■ EXERCISE REQUIREMENTS:
Repeat the full listing below verbatim and keep the images out.

■ EXTRACTED MATERIAL:
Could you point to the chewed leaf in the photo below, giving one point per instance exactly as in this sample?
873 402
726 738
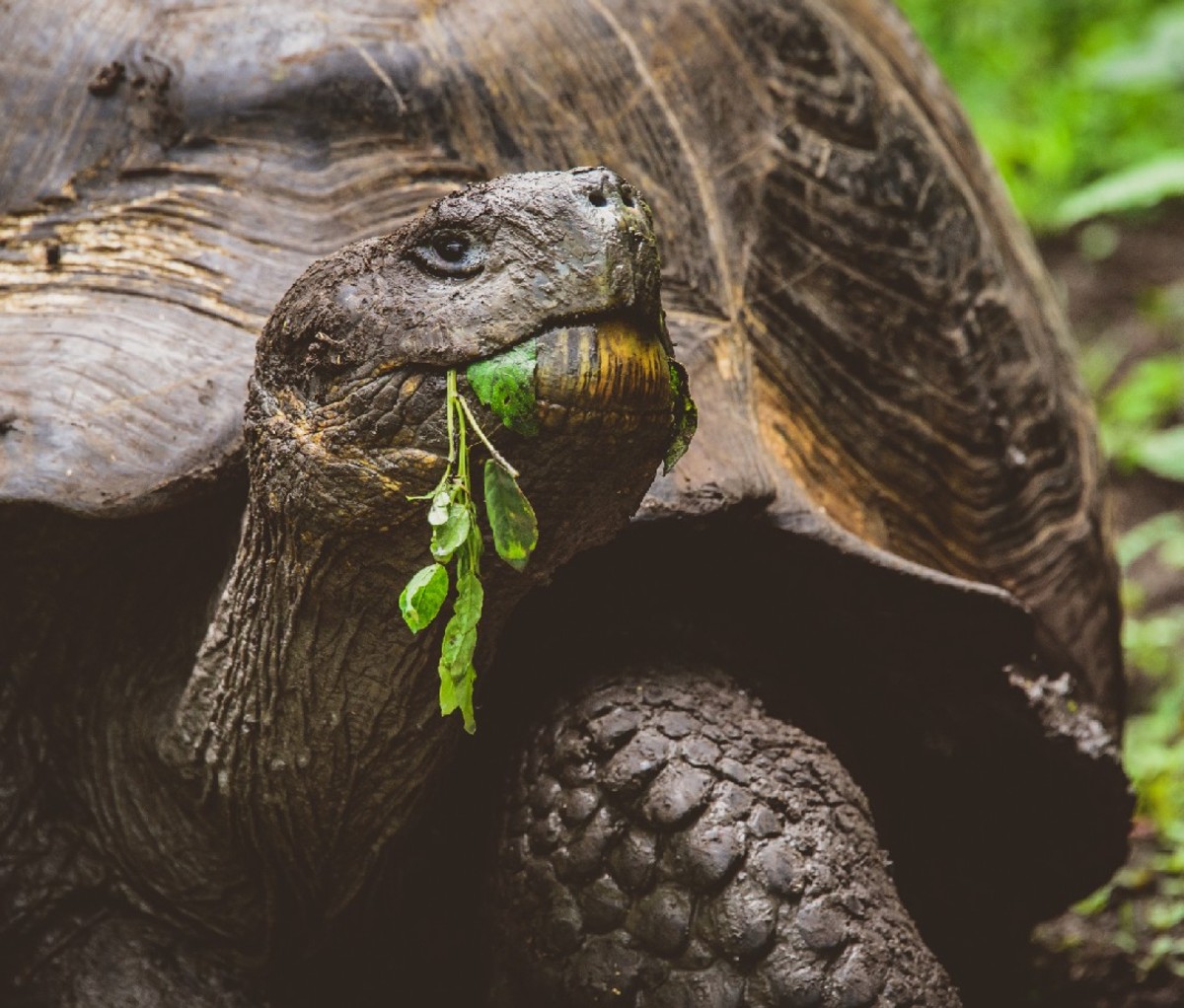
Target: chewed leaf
461 633
450 535
506 385
438 512
510 517
685 416
463 692
420 600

■ ANSWER:
Could you point to the chewed leaf in the photo below, giving one point per instance exactly as in this sample?
873 402
726 738
Target: chewed leaf
461 633
450 535
506 385
438 512
510 517
685 416
463 692
420 600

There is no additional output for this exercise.